[Action item] Rewrite the lines from the one containing "Segment the target" up to and including the one containing "171L321 154L315 151L302", putting "points" wherever "clicks" appears and keeping everything else the same.

[Provided data]
[Start of Attachment]

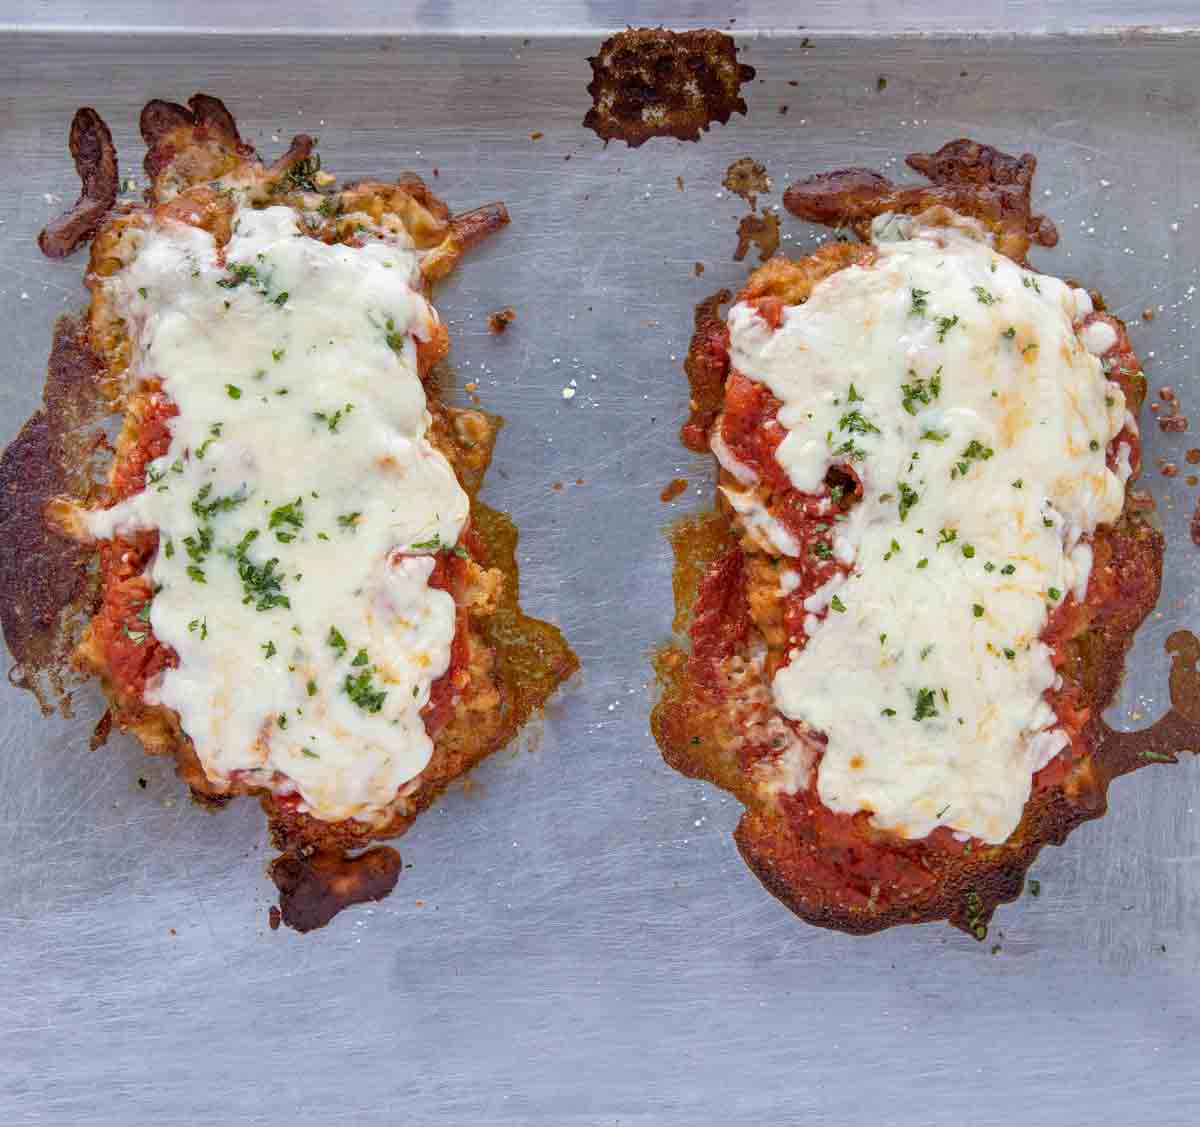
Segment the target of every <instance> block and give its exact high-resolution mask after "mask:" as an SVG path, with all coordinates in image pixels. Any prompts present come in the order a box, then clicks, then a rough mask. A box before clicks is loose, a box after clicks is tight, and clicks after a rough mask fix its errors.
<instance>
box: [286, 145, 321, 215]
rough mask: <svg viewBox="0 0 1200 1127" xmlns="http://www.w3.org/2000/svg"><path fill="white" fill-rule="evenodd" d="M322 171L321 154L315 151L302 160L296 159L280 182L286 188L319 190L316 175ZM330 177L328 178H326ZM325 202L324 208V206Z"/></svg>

[End of Attachment]
[Start of Attachment]

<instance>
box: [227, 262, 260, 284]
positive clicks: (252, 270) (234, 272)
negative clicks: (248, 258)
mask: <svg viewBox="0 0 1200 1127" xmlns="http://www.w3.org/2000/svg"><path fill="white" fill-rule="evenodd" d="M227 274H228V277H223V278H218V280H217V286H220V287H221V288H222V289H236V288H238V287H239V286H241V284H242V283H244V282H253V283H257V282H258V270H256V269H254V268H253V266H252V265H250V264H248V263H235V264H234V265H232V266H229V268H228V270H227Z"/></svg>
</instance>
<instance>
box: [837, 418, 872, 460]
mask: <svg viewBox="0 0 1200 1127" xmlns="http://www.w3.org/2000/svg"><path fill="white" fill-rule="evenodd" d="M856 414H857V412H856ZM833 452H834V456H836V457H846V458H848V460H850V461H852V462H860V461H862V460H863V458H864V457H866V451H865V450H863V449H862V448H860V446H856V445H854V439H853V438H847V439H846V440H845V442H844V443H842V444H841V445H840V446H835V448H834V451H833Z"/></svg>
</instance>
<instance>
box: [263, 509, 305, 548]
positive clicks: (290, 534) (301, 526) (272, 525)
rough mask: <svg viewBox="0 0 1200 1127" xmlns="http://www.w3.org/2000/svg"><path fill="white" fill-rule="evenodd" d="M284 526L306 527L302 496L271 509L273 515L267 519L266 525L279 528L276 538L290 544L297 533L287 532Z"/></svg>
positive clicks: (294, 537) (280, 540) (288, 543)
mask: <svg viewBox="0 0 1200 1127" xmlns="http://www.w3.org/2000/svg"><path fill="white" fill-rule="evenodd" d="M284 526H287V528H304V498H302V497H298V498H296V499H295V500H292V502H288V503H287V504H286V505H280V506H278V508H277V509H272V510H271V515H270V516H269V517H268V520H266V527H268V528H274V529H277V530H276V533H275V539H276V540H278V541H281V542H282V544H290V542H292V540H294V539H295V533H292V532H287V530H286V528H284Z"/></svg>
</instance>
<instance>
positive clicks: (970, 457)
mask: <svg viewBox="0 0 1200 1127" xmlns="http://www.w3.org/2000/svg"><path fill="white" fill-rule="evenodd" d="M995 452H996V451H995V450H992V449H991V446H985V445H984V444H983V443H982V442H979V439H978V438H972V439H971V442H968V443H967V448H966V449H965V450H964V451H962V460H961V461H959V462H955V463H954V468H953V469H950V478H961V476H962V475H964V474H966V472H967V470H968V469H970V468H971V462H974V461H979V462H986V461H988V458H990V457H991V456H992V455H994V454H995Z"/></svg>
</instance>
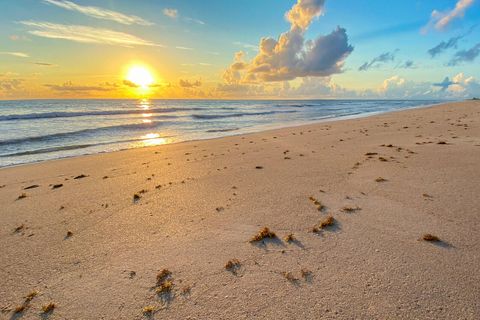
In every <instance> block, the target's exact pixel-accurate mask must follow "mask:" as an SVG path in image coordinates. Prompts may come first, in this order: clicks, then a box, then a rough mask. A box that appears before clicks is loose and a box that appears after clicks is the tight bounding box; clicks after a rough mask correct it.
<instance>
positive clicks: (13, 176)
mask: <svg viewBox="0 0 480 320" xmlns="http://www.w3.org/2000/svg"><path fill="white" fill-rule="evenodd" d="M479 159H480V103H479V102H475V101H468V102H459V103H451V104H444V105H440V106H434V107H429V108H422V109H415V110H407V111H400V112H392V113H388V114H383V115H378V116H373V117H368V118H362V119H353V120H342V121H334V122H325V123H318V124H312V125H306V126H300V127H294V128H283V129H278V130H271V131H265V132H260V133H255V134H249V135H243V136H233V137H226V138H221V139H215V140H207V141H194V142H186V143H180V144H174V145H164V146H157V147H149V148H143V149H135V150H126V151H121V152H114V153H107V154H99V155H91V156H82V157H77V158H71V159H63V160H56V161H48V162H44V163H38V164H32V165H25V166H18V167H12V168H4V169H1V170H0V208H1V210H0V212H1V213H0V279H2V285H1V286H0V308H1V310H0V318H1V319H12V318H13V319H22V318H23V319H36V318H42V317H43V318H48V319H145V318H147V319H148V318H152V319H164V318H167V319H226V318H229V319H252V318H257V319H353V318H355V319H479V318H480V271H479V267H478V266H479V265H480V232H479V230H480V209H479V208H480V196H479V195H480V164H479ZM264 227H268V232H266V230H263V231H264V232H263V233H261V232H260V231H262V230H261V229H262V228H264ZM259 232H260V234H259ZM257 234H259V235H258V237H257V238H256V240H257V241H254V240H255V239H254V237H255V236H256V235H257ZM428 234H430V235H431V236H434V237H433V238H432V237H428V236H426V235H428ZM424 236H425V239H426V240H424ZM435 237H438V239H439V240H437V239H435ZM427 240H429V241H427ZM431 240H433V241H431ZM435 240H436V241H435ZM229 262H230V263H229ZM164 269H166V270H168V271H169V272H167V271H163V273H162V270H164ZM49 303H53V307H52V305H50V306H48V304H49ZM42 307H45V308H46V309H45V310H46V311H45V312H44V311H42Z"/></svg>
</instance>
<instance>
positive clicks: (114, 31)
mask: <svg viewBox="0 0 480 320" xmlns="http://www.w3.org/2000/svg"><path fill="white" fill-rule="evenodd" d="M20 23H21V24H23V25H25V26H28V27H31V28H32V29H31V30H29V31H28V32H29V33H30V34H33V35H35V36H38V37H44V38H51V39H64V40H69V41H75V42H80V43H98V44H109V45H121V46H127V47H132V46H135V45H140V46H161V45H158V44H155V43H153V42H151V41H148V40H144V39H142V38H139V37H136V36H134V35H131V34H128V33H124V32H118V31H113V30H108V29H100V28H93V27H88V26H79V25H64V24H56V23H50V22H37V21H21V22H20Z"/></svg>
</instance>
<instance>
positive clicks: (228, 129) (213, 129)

[End of Attachment]
[Start of Attachment]

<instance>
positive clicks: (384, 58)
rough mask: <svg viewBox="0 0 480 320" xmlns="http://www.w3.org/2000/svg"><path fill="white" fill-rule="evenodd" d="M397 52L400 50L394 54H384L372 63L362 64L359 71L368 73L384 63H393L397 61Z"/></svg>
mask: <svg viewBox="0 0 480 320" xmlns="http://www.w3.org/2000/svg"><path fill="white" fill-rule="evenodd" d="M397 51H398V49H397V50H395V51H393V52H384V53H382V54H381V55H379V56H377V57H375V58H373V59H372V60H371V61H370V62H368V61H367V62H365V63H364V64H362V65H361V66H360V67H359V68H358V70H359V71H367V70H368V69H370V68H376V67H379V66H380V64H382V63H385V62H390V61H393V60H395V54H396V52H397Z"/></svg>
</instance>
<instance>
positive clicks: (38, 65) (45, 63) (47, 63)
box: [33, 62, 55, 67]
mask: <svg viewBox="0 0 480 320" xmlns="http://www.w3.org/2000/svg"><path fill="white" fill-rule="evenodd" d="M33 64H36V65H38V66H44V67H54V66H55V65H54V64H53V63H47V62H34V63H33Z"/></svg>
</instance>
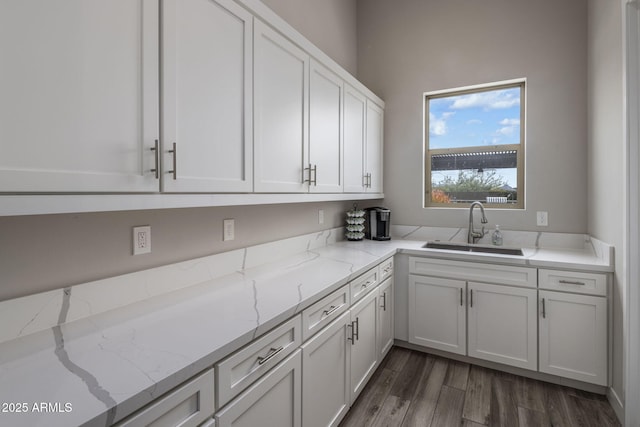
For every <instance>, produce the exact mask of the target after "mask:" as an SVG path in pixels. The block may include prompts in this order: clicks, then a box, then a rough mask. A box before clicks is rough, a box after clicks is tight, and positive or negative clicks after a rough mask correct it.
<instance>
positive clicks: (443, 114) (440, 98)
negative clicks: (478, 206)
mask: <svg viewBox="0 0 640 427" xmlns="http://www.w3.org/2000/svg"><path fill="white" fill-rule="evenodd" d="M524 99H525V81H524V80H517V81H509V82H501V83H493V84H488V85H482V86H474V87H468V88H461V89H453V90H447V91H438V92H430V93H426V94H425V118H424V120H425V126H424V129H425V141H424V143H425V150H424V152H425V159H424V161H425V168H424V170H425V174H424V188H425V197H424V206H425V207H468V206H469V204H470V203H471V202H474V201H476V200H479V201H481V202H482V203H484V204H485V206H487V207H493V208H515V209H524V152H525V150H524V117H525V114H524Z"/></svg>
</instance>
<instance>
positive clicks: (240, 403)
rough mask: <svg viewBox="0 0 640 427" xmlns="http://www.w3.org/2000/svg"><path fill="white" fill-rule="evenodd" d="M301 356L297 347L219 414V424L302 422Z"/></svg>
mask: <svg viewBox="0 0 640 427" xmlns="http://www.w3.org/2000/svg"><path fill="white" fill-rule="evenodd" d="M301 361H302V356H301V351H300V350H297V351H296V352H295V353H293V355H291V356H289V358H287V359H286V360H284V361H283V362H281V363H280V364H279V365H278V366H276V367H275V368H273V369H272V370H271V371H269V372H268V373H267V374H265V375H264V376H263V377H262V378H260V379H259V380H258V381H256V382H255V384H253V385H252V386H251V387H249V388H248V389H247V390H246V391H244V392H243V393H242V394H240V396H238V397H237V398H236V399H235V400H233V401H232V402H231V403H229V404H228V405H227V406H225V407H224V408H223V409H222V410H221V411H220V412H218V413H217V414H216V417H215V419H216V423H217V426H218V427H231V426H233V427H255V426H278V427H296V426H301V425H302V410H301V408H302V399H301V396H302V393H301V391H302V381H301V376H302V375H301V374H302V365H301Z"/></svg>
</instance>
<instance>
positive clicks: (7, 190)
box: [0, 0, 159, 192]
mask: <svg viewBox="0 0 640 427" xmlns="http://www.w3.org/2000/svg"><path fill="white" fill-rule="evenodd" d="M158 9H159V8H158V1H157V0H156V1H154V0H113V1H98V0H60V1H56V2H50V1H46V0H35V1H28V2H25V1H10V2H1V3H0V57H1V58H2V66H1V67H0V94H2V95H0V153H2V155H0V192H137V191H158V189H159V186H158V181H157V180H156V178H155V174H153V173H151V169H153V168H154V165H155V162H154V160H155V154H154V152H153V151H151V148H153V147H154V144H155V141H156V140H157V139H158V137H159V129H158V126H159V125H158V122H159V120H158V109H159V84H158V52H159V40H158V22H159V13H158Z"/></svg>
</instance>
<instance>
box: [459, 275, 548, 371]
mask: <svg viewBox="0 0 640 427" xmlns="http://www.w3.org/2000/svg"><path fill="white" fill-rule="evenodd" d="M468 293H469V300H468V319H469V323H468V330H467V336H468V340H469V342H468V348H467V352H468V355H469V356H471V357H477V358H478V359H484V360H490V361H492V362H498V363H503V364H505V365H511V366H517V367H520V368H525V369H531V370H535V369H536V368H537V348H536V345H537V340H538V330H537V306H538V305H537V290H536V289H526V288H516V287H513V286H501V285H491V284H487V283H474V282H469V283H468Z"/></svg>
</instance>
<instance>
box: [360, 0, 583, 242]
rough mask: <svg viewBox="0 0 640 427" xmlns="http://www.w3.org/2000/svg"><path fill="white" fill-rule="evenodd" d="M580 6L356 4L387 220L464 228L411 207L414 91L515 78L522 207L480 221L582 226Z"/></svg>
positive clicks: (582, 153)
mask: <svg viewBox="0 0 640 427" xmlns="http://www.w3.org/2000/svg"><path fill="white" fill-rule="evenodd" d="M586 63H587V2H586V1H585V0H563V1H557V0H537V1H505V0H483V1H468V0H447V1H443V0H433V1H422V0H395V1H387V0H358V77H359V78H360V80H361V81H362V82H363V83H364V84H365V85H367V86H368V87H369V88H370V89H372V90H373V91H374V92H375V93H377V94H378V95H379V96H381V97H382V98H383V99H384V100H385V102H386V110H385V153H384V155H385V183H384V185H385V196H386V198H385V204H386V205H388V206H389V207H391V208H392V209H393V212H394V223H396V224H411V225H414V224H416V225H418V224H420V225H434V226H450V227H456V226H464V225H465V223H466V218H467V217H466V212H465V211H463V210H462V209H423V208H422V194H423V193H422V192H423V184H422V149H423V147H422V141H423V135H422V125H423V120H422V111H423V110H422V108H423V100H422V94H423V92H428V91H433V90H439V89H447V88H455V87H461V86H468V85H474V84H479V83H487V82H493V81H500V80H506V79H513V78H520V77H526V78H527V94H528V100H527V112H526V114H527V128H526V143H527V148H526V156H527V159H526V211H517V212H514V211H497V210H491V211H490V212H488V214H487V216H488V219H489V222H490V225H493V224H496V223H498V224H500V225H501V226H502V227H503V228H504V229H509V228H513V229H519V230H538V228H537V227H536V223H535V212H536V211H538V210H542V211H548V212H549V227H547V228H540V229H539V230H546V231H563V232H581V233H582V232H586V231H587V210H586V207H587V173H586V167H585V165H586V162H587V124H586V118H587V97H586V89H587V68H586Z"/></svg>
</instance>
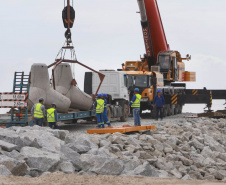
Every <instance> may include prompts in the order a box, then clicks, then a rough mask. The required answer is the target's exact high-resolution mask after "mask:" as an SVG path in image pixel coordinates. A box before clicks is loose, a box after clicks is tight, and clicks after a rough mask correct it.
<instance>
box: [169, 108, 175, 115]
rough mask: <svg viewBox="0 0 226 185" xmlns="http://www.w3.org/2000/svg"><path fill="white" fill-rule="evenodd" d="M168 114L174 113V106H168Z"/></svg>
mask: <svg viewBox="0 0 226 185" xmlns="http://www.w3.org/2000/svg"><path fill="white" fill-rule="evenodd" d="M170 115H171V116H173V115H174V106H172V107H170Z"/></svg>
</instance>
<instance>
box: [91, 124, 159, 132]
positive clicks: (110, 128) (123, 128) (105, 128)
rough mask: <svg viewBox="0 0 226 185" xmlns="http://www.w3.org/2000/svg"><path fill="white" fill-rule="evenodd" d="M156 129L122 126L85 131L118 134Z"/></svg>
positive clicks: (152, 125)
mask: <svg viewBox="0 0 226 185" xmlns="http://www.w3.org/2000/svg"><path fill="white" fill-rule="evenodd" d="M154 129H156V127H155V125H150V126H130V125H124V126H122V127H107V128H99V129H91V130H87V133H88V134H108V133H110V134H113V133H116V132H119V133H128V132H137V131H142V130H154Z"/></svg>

[End of Attachment]

[Answer box]
Segment the target of every <instance> block and give its exact high-resolution mask after "mask:" as an SVG path, with all coordinates in image pixels. Any prompts present come in the order a box, then points, then a rough mask. A box before points is loose, a box after points is tight, and points after a rough mask fix its errors.
<instance>
box: [286, 145, 321, 215]
rough mask: <svg viewBox="0 0 1200 1127" xmlns="http://www.w3.org/2000/svg"><path fill="white" fill-rule="evenodd" d="M322 171L321 154L315 151L302 160L296 159L280 182L286 188L319 190L316 175ZM330 177L328 178H326ZM325 202L324 208V206Z"/></svg>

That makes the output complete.